**Dataset records:**

○ ○ ○

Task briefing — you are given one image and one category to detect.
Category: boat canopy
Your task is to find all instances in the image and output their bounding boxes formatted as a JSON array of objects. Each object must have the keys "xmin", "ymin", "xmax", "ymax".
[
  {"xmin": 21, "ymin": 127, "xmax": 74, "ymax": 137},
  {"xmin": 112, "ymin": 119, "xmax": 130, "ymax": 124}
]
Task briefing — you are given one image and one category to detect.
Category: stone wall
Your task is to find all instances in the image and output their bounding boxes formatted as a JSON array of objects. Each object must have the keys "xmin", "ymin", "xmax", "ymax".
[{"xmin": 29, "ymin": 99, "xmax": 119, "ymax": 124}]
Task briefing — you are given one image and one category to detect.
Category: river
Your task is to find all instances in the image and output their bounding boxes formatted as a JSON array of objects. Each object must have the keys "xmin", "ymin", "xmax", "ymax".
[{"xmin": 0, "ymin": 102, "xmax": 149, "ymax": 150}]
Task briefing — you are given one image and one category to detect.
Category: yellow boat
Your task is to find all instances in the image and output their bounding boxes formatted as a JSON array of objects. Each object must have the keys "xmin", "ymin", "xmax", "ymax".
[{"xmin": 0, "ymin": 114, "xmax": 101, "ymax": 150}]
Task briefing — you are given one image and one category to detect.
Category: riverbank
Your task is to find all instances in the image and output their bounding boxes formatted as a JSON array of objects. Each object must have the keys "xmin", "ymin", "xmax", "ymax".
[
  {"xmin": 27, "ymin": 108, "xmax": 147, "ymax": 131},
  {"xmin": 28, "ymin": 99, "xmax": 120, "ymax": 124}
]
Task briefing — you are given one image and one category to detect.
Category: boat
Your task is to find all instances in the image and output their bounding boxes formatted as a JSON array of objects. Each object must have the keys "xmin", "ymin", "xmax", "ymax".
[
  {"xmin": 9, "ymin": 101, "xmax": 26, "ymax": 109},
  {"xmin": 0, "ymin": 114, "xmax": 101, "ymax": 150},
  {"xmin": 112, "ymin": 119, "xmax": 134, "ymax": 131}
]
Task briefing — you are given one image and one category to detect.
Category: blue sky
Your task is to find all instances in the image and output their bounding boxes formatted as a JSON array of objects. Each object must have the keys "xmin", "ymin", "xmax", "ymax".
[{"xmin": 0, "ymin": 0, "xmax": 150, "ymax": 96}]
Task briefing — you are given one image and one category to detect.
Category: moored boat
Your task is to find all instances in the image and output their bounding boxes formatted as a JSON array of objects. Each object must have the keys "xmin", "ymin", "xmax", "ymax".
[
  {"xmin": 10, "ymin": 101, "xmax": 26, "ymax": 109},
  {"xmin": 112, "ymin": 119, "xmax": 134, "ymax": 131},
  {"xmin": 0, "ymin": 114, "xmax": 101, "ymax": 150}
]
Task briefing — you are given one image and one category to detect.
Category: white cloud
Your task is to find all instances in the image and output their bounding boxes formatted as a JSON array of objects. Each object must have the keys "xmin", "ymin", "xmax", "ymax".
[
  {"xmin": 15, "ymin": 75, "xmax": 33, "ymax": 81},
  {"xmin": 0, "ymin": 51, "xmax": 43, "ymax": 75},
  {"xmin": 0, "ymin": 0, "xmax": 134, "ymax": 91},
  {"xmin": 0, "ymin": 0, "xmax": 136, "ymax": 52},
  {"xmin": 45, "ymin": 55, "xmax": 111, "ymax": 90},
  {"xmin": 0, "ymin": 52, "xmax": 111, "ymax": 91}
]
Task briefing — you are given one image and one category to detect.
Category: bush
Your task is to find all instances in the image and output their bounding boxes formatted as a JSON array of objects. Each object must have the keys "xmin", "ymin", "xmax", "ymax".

○ ○ ○

**Task instructions:** All lines above that include the word "boat" must be copied into the answer.

**Written answer:**
Category: boat canopy
Category: yellow boat
Category: boat
Category: moored boat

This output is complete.